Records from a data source
--*--
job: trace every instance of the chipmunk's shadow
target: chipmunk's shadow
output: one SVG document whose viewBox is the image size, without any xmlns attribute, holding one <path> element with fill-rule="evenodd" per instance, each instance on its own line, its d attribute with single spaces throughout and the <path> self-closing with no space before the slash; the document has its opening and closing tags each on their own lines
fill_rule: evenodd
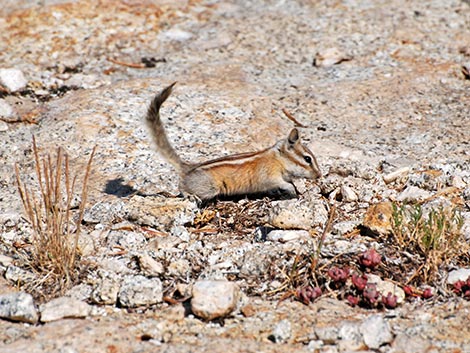
<svg viewBox="0 0 470 353">
<path fill-rule="evenodd" d="M 131 195 L 139 195 L 139 190 L 134 189 L 132 186 L 124 184 L 123 178 L 108 180 L 104 188 L 104 192 L 108 195 L 117 197 L 128 197 Z"/>
<path fill-rule="evenodd" d="M 293 199 L 296 196 L 289 194 L 285 190 L 282 189 L 274 189 L 266 192 L 256 192 L 256 193 L 250 193 L 250 194 L 240 194 L 240 195 L 231 195 L 231 196 L 224 196 L 224 195 L 219 195 L 216 198 L 214 198 L 211 201 L 240 201 L 243 199 L 248 199 L 248 200 L 260 200 L 264 198 L 272 199 L 272 200 L 289 200 Z"/>
<path fill-rule="evenodd" d="M 167 192 L 159 192 L 156 194 L 145 194 L 134 187 L 125 184 L 123 178 L 117 178 L 113 180 L 108 180 L 106 186 L 103 190 L 108 195 L 114 195 L 117 197 L 130 197 L 134 195 L 143 196 L 143 197 L 152 197 L 152 196 L 164 196 L 164 197 L 174 197 L 173 195 Z"/>
</svg>

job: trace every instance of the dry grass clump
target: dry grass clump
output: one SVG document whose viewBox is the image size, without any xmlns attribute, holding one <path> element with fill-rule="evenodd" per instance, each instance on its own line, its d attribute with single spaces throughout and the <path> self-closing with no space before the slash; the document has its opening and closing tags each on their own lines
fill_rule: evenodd
<svg viewBox="0 0 470 353">
<path fill-rule="evenodd" d="M 439 268 L 469 257 L 462 234 L 463 218 L 456 207 L 429 208 L 393 204 L 392 233 L 400 251 L 417 255 L 419 266 L 408 282 L 434 281 Z"/>
<path fill-rule="evenodd" d="M 85 169 L 81 201 L 75 220 L 72 200 L 75 197 L 77 175 L 71 178 L 69 158 L 62 148 L 57 149 L 55 157 L 50 154 L 40 157 L 33 137 L 37 179 L 35 188 L 22 182 L 18 165 L 15 165 L 18 190 L 33 230 L 31 246 L 25 249 L 23 257 L 28 267 L 39 275 L 40 283 L 54 287 L 49 288 L 48 292 L 62 292 L 79 276 L 78 239 L 95 149 L 96 147 L 93 148 Z"/>
</svg>

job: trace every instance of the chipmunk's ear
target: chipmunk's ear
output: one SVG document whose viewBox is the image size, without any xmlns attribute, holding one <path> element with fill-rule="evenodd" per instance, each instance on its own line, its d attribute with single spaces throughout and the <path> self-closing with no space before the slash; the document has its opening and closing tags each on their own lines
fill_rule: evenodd
<svg viewBox="0 0 470 353">
<path fill-rule="evenodd" d="M 294 145 L 297 141 L 299 141 L 299 137 L 299 130 L 293 128 L 290 131 L 289 136 L 287 137 L 287 141 L 289 142 L 289 144 Z"/>
</svg>

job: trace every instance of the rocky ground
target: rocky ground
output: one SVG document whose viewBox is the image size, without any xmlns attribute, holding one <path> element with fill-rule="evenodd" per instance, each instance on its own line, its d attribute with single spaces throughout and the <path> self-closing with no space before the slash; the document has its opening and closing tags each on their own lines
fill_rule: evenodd
<svg viewBox="0 0 470 353">
<path fill-rule="evenodd" d="M 470 352 L 467 0 L 22 0 L 0 14 L 2 352 Z M 286 109 L 324 177 L 298 181 L 297 200 L 174 197 L 143 124 L 174 81 L 162 117 L 184 159 L 265 148 L 294 126 Z M 41 155 L 66 150 L 79 184 L 97 146 L 63 292 L 28 267 L 14 166 L 34 185 L 32 135 Z M 390 202 L 458 215 L 436 271 L 393 231 Z M 342 281 L 346 267 L 372 285 Z"/>
</svg>

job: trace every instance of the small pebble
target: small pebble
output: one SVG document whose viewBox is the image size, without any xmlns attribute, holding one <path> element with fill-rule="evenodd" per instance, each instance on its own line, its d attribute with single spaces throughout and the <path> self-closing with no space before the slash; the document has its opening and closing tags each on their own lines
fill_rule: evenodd
<svg viewBox="0 0 470 353">
<path fill-rule="evenodd" d="M 400 180 L 406 177 L 411 171 L 410 167 L 403 167 L 400 169 L 395 170 L 394 172 L 388 173 L 383 176 L 383 180 L 385 184 L 390 184 L 391 182 L 394 182 L 395 180 Z"/>
<path fill-rule="evenodd" d="M 449 272 L 447 283 L 454 284 L 458 281 L 466 281 L 470 277 L 470 268 L 459 268 Z"/>
<path fill-rule="evenodd" d="M 13 118 L 15 116 L 15 110 L 13 107 L 4 99 L 0 99 L 0 117 L 4 119 Z"/>
<path fill-rule="evenodd" d="M 316 67 L 329 67 L 351 59 L 349 55 L 344 54 L 338 48 L 328 48 L 315 55 L 313 65 Z"/>
<path fill-rule="evenodd" d="M 193 286 L 191 310 L 201 319 L 214 320 L 229 315 L 239 296 L 240 289 L 233 282 L 198 281 Z"/>
<path fill-rule="evenodd" d="M 119 303 L 124 307 L 137 307 L 161 303 L 163 287 L 159 278 L 127 276 L 118 293 Z"/>
<path fill-rule="evenodd" d="M 26 88 L 28 80 L 24 77 L 21 70 L 0 69 L 0 84 L 10 92 L 17 92 Z"/>
<path fill-rule="evenodd" d="M 289 320 L 281 320 L 274 327 L 269 338 L 274 343 L 286 343 L 292 335 L 292 325 Z"/>
<path fill-rule="evenodd" d="M 306 230 L 273 230 L 268 233 L 267 240 L 287 243 L 299 239 L 309 239 L 310 234 Z"/>
<path fill-rule="evenodd" d="M 343 201 L 345 202 L 357 201 L 357 194 L 350 186 L 342 185 L 340 190 L 341 190 L 341 196 L 343 197 Z"/>
<path fill-rule="evenodd" d="M 360 331 L 365 344 L 370 349 L 379 349 L 383 344 L 390 343 L 393 340 L 390 325 L 382 315 L 369 316 L 362 322 Z"/>
</svg>

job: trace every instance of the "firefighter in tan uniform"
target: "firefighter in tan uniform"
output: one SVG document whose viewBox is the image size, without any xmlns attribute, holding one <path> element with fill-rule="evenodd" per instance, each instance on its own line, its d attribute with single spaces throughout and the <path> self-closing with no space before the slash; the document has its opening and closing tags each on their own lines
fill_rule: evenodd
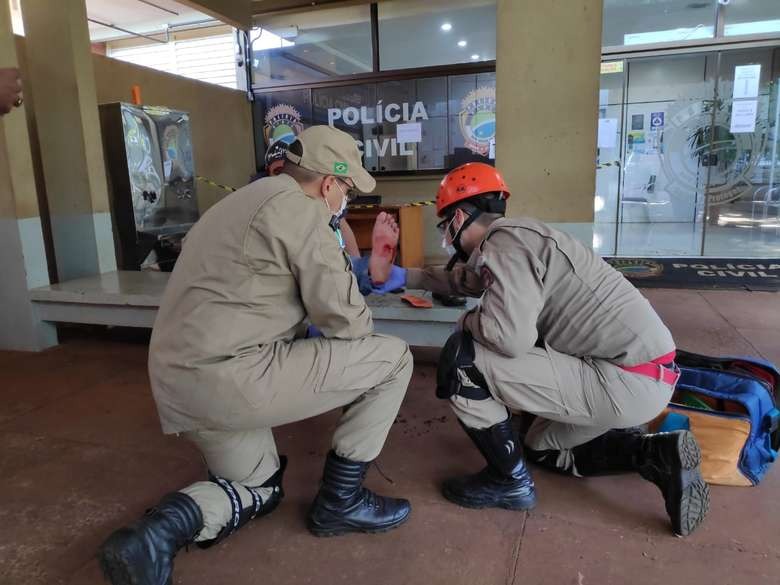
<svg viewBox="0 0 780 585">
<path fill-rule="evenodd" d="M 170 583 L 176 551 L 207 547 L 282 498 L 272 429 L 344 407 L 308 514 L 315 535 L 382 532 L 406 500 L 362 486 L 403 400 L 412 357 L 373 333 L 334 229 L 350 189 L 373 190 L 355 141 L 303 131 L 281 175 L 212 207 L 187 236 L 149 347 L 165 433 L 197 445 L 209 480 L 169 494 L 112 534 L 100 561 L 114 585 Z M 304 339 L 307 324 L 321 337 Z"/>
<path fill-rule="evenodd" d="M 451 400 L 488 466 L 445 482 L 445 497 L 532 508 L 524 442 L 530 459 L 561 472 L 639 472 L 661 489 L 674 532 L 690 533 L 709 504 L 693 435 L 630 430 L 671 398 L 671 334 L 591 250 L 540 221 L 504 218 L 508 197 L 489 165 L 449 173 L 436 200 L 443 244 L 454 248 L 449 270 L 407 273 L 410 288 L 482 297 L 442 351 L 437 394 Z M 510 422 L 519 412 L 536 415 L 524 437 Z"/>
</svg>

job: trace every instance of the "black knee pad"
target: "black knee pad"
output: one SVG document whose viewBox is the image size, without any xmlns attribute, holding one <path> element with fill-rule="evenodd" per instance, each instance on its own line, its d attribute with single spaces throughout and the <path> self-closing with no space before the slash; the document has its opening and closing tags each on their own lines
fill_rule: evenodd
<svg viewBox="0 0 780 585">
<path fill-rule="evenodd" d="M 228 520 L 228 523 L 225 525 L 225 527 L 219 531 L 219 534 L 217 534 L 216 538 L 199 542 L 197 543 L 198 547 L 209 548 L 210 546 L 213 546 L 218 542 L 226 539 L 250 520 L 254 520 L 255 518 L 259 518 L 260 516 L 265 516 L 266 514 L 273 512 L 273 510 L 279 505 L 282 497 L 284 497 L 284 491 L 282 490 L 282 476 L 284 474 L 285 468 L 287 467 L 287 457 L 284 455 L 279 457 L 279 463 L 279 469 L 265 483 L 263 483 L 263 485 L 260 486 L 261 488 L 273 489 L 272 494 L 265 502 L 263 502 L 262 498 L 260 497 L 260 494 L 257 491 L 258 488 L 243 486 L 252 497 L 252 505 L 246 508 L 244 508 L 241 504 L 241 495 L 238 493 L 238 490 L 229 480 L 223 477 L 218 477 L 209 472 L 209 481 L 212 481 L 221 487 L 227 495 L 228 500 L 230 500 L 230 519 Z"/>
<path fill-rule="evenodd" d="M 474 365 L 474 339 L 467 331 L 456 331 L 447 339 L 439 355 L 436 370 L 436 396 L 471 400 L 491 398 L 484 376 Z"/>
</svg>

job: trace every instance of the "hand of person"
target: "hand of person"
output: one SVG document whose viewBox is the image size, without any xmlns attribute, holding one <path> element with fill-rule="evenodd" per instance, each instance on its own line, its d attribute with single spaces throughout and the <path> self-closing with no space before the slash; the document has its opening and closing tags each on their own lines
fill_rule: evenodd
--*--
• **BRIEF**
Copy out every line in the records where the word "pebble" is found.

• **RESPONSE TO THIS TASK**
job: trace every instance of the small pebble
target: small pebble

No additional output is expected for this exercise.